Data:

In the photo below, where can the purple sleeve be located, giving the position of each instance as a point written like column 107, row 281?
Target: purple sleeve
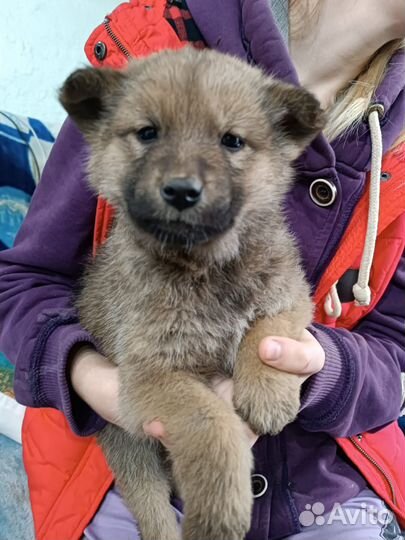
column 38, row 325
column 359, row 388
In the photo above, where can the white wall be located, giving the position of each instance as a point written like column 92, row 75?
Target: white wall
column 41, row 42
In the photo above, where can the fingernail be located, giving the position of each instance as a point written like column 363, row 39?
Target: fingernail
column 272, row 350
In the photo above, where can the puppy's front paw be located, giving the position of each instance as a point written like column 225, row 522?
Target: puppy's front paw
column 269, row 403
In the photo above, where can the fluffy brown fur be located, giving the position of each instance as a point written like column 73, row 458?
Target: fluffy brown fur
column 172, row 294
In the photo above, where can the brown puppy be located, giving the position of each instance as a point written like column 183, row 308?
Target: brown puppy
column 193, row 149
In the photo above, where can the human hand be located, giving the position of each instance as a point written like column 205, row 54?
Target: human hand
column 303, row 357
column 95, row 379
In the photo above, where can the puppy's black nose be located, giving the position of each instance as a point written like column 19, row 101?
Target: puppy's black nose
column 182, row 193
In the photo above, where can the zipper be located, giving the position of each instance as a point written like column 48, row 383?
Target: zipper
column 115, row 38
column 376, row 465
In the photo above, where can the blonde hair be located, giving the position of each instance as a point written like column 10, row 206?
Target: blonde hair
column 352, row 102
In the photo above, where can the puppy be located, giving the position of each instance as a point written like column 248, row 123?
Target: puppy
column 193, row 150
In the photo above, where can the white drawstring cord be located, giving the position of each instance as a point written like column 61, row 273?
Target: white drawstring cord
column 361, row 289
column 333, row 305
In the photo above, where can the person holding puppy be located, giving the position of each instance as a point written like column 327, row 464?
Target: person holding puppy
column 345, row 446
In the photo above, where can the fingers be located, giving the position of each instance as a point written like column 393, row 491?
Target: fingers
column 301, row 357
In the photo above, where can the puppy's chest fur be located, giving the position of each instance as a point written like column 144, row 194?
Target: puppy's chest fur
column 144, row 310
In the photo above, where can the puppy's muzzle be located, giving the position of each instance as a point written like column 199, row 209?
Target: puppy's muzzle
column 182, row 193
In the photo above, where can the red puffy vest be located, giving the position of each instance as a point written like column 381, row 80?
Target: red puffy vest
column 68, row 475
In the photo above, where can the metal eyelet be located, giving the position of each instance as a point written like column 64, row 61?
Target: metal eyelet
column 323, row 192
column 379, row 107
column 100, row 50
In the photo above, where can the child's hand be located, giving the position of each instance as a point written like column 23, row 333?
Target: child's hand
column 303, row 357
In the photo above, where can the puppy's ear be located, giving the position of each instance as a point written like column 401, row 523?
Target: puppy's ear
column 86, row 94
column 295, row 114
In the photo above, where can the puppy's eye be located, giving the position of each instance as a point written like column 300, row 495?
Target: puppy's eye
column 232, row 142
column 147, row 134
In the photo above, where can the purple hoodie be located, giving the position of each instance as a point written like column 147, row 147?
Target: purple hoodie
column 39, row 326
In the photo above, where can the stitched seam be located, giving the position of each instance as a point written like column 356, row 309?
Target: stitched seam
column 39, row 398
column 350, row 372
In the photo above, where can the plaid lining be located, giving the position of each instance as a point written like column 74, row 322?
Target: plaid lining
column 179, row 17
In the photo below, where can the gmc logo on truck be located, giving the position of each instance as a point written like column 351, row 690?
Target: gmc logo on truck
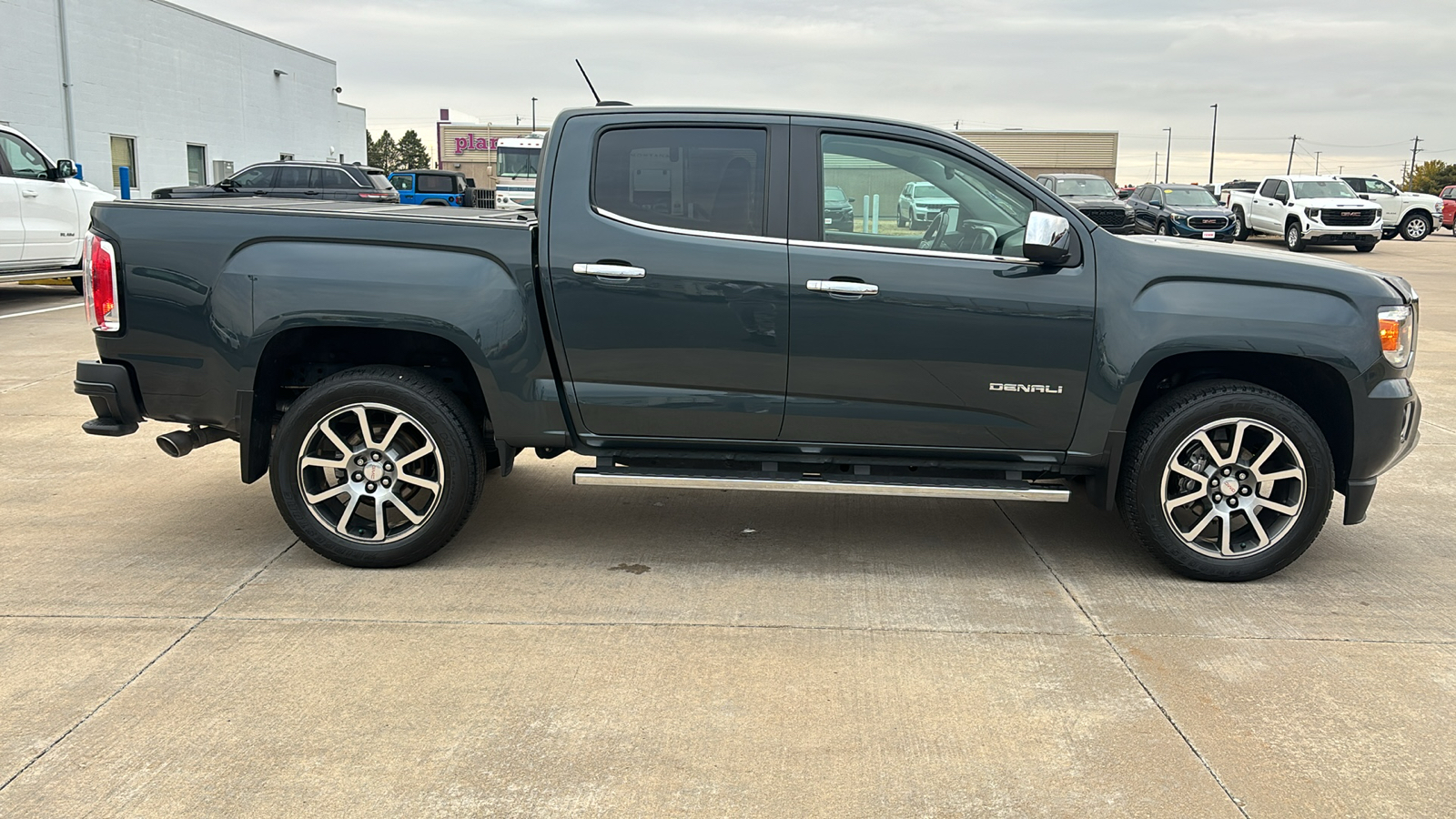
column 1026, row 388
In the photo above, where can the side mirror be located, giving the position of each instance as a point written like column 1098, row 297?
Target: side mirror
column 1048, row 239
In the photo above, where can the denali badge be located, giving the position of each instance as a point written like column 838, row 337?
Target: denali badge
column 1026, row 388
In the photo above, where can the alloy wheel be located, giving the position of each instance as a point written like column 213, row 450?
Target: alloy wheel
column 1234, row 489
column 371, row 472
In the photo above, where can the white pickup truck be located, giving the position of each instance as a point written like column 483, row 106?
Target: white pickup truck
column 1307, row 210
column 1407, row 213
column 44, row 210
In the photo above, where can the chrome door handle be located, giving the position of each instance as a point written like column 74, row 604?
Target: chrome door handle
column 609, row 270
column 842, row 288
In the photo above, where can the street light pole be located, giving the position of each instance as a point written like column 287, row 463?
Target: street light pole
column 1168, row 157
column 1213, row 140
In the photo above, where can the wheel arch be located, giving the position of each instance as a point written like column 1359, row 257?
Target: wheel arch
column 1317, row 387
column 298, row 358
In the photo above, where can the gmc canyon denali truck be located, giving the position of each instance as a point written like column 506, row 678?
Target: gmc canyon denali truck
column 679, row 309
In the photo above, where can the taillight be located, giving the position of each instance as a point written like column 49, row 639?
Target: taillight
column 101, row 285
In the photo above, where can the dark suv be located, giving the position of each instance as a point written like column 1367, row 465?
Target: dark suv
column 1094, row 197
column 1183, row 210
column 295, row 181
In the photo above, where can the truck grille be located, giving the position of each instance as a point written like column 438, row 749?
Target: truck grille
column 1347, row 217
column 1107, row 217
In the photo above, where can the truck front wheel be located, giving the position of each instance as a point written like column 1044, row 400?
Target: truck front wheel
column 1227, row 481
column 376, row 467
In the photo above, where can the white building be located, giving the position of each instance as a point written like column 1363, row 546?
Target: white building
column 178, row 96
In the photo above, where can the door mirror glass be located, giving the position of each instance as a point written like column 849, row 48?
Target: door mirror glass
column 1048, row 239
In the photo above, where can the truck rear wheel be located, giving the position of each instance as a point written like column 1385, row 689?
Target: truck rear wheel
column 378, row 467
column 1227, row 481
column 1416, row 228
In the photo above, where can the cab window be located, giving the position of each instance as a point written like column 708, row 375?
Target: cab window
column 24, row 159
column 953, row 205
column 708, row 179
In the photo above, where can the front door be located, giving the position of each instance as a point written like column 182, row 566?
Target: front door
column 669, row 274
column 939, row 337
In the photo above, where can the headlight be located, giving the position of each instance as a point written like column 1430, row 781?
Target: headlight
column 1397, row 329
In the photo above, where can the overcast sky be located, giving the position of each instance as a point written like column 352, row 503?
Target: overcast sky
column 1356, row 79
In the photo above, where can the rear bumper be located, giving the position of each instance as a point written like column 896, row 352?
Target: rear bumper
column 114, row 399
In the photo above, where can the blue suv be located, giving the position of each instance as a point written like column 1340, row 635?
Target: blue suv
column 449, row 188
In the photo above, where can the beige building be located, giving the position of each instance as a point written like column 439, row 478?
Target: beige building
column 470, row 147
column 1053, row 152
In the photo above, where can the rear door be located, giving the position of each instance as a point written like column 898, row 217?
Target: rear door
column 669, row 276
column 941, row 337
column 48, row 208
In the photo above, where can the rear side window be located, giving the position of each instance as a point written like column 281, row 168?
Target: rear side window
column 257, row 178
column 331, row 179
column 434, row 184
column 293, row 177
column 705, row 179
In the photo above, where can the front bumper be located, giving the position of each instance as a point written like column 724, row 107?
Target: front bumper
column 114, row 399
column 1387, row 429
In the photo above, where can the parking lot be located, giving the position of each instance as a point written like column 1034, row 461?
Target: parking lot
column 167, row 649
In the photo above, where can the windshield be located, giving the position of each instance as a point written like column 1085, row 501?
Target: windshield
column 1188, row 197
column 1325, row 188
column 517, row 162
column 1085, row 188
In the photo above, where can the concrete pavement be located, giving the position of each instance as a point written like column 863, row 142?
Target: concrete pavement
column 167, row 649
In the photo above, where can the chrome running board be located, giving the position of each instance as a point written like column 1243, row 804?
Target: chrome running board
column 839, row 486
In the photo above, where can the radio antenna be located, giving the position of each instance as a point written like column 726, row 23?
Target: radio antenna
column 589, row 82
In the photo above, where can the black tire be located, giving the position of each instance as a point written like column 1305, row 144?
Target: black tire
column 1241, row 230
column 1293, row 237
column 1167, row 431
column 1416, row 228
column 446, row 450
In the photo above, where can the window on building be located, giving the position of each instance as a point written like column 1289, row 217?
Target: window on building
column 22, row 157
column 928, row 198
column 197, row 165
column 706, row 179
column 124, row 155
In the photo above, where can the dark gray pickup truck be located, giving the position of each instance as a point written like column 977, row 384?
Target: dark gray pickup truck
column 681, row 309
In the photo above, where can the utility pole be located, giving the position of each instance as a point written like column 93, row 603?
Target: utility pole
column 1416, row 146
column 1213, row 140
column 1168, row 157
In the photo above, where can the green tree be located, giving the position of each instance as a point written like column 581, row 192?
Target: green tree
column 1431, row 177
column 412, row 152
column 383, row 153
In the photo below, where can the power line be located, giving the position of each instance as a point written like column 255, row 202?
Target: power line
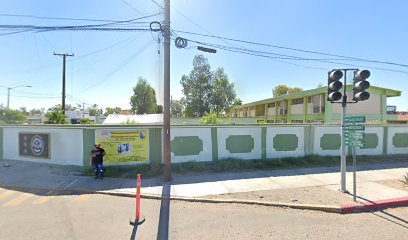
column 119, row 67
column 70, row 19
column 135, row 9
column 295, row 49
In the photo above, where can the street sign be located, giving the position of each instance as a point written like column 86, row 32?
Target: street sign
column 355, row 119
column 354, row 127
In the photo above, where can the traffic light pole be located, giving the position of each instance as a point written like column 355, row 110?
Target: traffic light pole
column 343, row 163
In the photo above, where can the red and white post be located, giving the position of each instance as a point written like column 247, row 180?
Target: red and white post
column 138, row 219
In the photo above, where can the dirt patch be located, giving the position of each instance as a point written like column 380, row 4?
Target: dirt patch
column 308, row 195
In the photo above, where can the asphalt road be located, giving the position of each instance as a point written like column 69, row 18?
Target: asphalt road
column 38, row 215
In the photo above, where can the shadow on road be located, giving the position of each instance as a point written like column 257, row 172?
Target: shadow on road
column 392, row 218
column 163, row 229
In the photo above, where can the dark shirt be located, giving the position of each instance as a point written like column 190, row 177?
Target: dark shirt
column 97, row 155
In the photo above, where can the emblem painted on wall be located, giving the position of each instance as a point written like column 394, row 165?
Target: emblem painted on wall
column 34, row 145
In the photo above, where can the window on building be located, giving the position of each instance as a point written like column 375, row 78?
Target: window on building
column 271, row 105
column 283, row 107
column 318, row 103
column 297, row 101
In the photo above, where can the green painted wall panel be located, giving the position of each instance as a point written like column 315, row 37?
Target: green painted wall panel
column 371, row 140
column 214, row 143
column 1, row 144
column 186, row 145
column 155, row 145
column 330, row 141
column 263, row 142
column 400, row 140
column 285, row 142
column 240, row 143
column 88, row 144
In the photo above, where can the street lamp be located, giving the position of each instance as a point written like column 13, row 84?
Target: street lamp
column 8, row 93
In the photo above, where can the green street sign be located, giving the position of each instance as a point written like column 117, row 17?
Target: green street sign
column 353, row 142
column 354, row 127
column 354, row 134
column 355, row 119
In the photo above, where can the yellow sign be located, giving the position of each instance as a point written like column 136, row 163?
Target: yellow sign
column 124, row 147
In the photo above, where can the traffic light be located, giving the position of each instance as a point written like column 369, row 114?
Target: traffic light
column 334, row 85
column 360, row 85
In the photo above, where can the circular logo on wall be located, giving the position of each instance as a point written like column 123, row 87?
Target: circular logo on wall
column 37, row 145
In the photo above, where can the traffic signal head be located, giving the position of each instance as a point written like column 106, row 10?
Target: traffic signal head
column 334, row 85
column 360, row 85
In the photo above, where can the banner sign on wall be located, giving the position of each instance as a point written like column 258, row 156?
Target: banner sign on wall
column 124, row 147
column 35, row 145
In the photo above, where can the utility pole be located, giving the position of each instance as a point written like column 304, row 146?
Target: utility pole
column 166, row 100
column 64, row 59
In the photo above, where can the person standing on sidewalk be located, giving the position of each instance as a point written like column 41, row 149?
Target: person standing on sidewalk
column 97, row 160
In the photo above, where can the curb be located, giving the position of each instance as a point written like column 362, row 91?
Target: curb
column 374, row 205
column 342, row 208
column 323, row 208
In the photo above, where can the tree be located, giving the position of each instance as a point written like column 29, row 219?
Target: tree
column 283, row 90
column 35, row 111
column 68, row 107
column 159, row 109
column 144, row 98
column 9, row 116
column 210, row 118
column 197, row 88
column 109, row 110
column 23, row 110
column 175, row 108
column 55, row 117
column 84, row 121
column 94, row 110
column 223, row 92
column 205, row 90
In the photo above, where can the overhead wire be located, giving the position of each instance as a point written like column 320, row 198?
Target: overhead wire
column 118, row 68
column 294, row 49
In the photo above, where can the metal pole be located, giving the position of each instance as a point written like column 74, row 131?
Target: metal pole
column 166, row 102
column 8, row 98
column 343, row 146
column 354, row 174
column 64, row 57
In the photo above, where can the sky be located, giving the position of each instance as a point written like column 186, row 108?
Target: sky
column 107, row 64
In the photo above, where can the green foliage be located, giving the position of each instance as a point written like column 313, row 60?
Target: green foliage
column 176, row 107
column 9, row 116
column 55, row 117
column 143, row 100
column 85, row 121
column 210, row 118
column 94, row 110
column 283, row 90
column 159, row 109
column 205, row 90
column 223, row 92
column 405, row 179
column 109, row 110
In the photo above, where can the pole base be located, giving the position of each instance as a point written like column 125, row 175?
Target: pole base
column 141, row 220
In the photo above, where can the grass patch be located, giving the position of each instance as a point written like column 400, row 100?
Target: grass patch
column 236, row 165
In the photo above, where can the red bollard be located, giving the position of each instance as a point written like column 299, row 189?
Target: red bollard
column 138, row 197
column 139, row 219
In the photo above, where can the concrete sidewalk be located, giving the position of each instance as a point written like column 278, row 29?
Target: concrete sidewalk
column 203, row 187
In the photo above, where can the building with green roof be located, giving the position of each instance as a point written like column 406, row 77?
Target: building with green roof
column 311, row 106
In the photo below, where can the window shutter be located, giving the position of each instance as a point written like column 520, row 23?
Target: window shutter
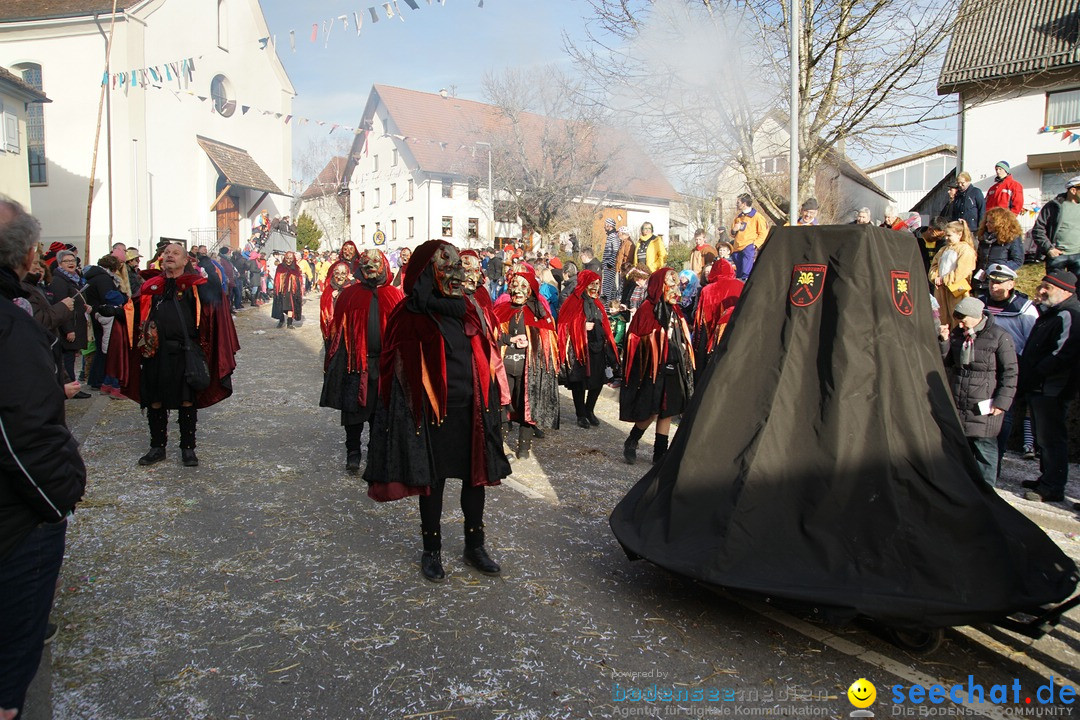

Written request:
Turn part of the records above into a numbered list, leaving out any blank lines. Begin at the line that has "In the photo above, where can the child's", and stop after the line that has "column 179, row 17".

Answer below:
1. In the photo above, where can the child's hand be located, giving the position of each instance as a point written like column 23, row 333?
2. Target: child's hand
3. column 303, row 357
4. In the photo above, where can the puppy's ear be located, giving the position of each instance as a point written like column 401, row 523?
5. Target: puppy's ear
6. column 86, row 94
7. column 295, row 114
8. In the photo above, where can the puppy's eye be located, giving the position of each instance as a point written like column 300, row 495?
9. Target: puppy's eye
10. column 232, row 142
11. column 147, row 134
12. In the photo above, where can the purple hoodie be located, giving the position of each instance as a point written like column 147, row 147?
13. Target: purple hoodie
14. column 39, row 326
15. In the photo above, where can the stitched seam be located, giving the position of each instance as a point written like column 356, row 309?
16. Target: stitched seam
17. column 39, row 398
18. column 350, row 372
19. In the photo above, where can the plaid lining be located, giving the position of each instance as a point written like column 74, row 322?
20. Target: plaid lining
21. column 179, row 17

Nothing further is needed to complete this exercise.